**GOALS**
A – Reproduce the portion of the joke page starting at "(9) don't have" and ending at "the channel manually.".
B – Answer these questions about the joke page:
(i) What is the largest bed the writer says they are able to buy?
(ii) According to the notice on the front door, what should visitors do if they do not want pet hair on their clothes?
(iii) In "9 Things I Hate About Everyone," what gesture do people make while asking for the time?
C – Write the next part of the joke page, picking up after its final line.

**PAGE EXTRACT**

HUMPDAY Joke of the Week!

Note to dog:


The following was found posted very low on a refrigerator door.



Dear Dogs and Cats: The dishes with the paw prints are yours and contain your food. The other dishes are mine and contain my food. Placing a paw print in the middle of my plate and food does not stake a claim for it becoming your food and dish, nor do I find that aesthetically pleasing in the slightest.

The stairway was not designed by NASCAR and is not a racetrack. Racing me to the bottom is not the object. Tripping me doesn't help because I fall faster than you can run.

I cannot buy anything bigger than a king sized bed. I am very sorry about this. Do not think I will continue sleeping on the couch to ensure your comfort, however. Dogs and cats can actually curl up in a ball when they sleep. It is not necessary to sleep perpendicular to each other, stretched out to the fullest extent possible. I also know that sticking tails straight out and having tongues hanging out on the other end to maximize space is nothing but sarcasm.

For the last time, there is no secret exit from the bathroom! If, by some miracle, I beat you there and manage to get the door shut, it is not necessary to claw, whine, meow, try to turn the knob or get your paw under the edge in an attempt to open the door. I must exit through the same door I entered. Also, I have been using the bathroom for years - canine/feline attendance is not required.

The proper order for kissing is: Kiss me first, then go smell the other dog or cat's butt. I cannot stress this enough.

Finally, in fairness, dear pets, I have posted the following message on the front door:




TO ALL NON-PET OWNERS WHO VISIT AND LIKE TO COMPLAIN ABOUT OUR PETS:

(1) They live here. You don't.
(2) If you don't want their hair on your clothes, stay off the furniture. That's why they call it 'fur'-niture.
(3) I like my pets a lot better than I like most people.
(4) To you, they are animals. To me, they are adopted sons/daughters who are short, hairy, walk on all fours and don't speak clearly.

Remember, dogs and cats are better than kids because they:
(1) eat less.
(2) don't ask for money all the time.
(3) are easier to train.
(4) normally come when called.
(5) never ask to drive the car.
(6) don't hang out with drug-using people.
(7) don't smoke or drink.
(8) don't want to wear your clothes.
(9) don't have to buy the latest fashions.
(10) don't need a gazillion dollars for college.
(11) if they get pregnant, you can sell their children ..
 
9 Things I Hate About Everyone



1.
People who point at their wrist while asking for the time.... I know where my watch is pal, where the hell is yours? Do I point at my crotch when I ask where the toilet is?


2. People who are willing to get off their ass to search the entire room for the T.V. Remote because they refuse to walk to the T.V. And change the channel manually.

3. When people say "Oh you just want to have your cake and eat it too". Damn right! What good is cake if you can't eat it?

[Point-labeling examples]
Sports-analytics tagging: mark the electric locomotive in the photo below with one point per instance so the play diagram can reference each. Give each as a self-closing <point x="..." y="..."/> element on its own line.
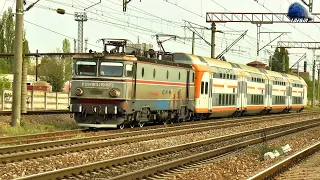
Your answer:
<point x="114" y="89"/>
<point x="120" y="87"/>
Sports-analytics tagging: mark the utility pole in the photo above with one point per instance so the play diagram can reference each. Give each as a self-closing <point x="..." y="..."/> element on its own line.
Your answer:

**RESULTS FOR EACH TASK**
A –
(9) don't have to buy the latest fashions.
(10) don't need a gazillion dollars for college.
(11) if they get pregnant, you can sell their children ..
 
9 Things I Hate About Everyone



1.
People who point at their wrist while asking for the time.... I know where my watch is pal, where the hell is yours? Do I point at my crotch when I ask where the toilet is?


2. People who are willing to get off their ass to search the entire room for the T.V. Remote because they refuse to walk to the T.V. And change the channel manually.

B –
(i) A king sized bed.
(ii) Stay off the furniture.
(iii) They point at their wrist.

C –
4. When people say "it's always the last place you look". Of course it is. Why the hell would you keep looking after you've found it? Do people do this? Who and where are they? Gonna Kick their asses!

5. When people say while watching a film "did you see that?". No Loser, I paid $12 to come to the cinema and stare at the damn floor.

6. People who ask "Can I ask you a question?".... Didn't really give me a choice there, did ya sunshine?

7.
When something is 'new and improved!'. Which is it? If it's new, then there has never been anything before it. If it's an improvement, then there must have been something before it, couldn't be new.


8. When people say "life is short". What the hell?? Life is the longest damn thing anyone ever does!! What can you do that's longer?!

9. When you are waiting for the bus and someone asks "Has the bus come yet?". If the bus came would I be standing here, dumb ass?
 
Meh........ some of that ain't exactly accurate........

2. People who are willing to get off their ass to search the entire room for the T.V. Remote because they refuse to walk to the T.V. And change the channel manually.

What, I'm not allowed to change the channel AFTER I've found the remote and I'm all comfy on the couch?

8. When people say "life is short". What the hell?? Life is the longest damn thing anyone ever does!! What can you do that's longer?!

Decompose. Especially if you've been pumped full of Formaldehyde........

9. When you are waiting for the bus and someone asks "Has the bus come yet?". If the bus came would I be standing here, dumb ass?

Hey, that dumbass might have missed the bus too and is waiting for the next one.........


:D
 
An elderly priest invited a young priest over for dinner. During the
meal, the young priest couldn't help noticing how attractive and
shapely the housekeeper was.

Over the course of the evening he started to wonder if there was
more between the two than met the eye.
Reading the young priest's thoughts, the elderly priest volunteered,
"I know what you must be thinking, but I assure you, my
relationship with my housekeeper is purely professional."

About a week later the housekeeper came to the elderly priest and
said, "Father, ever since the young Father came to dinner, I've been
unable to find the beautiful silver gravy ladle. You don't suppose he
took it do you?"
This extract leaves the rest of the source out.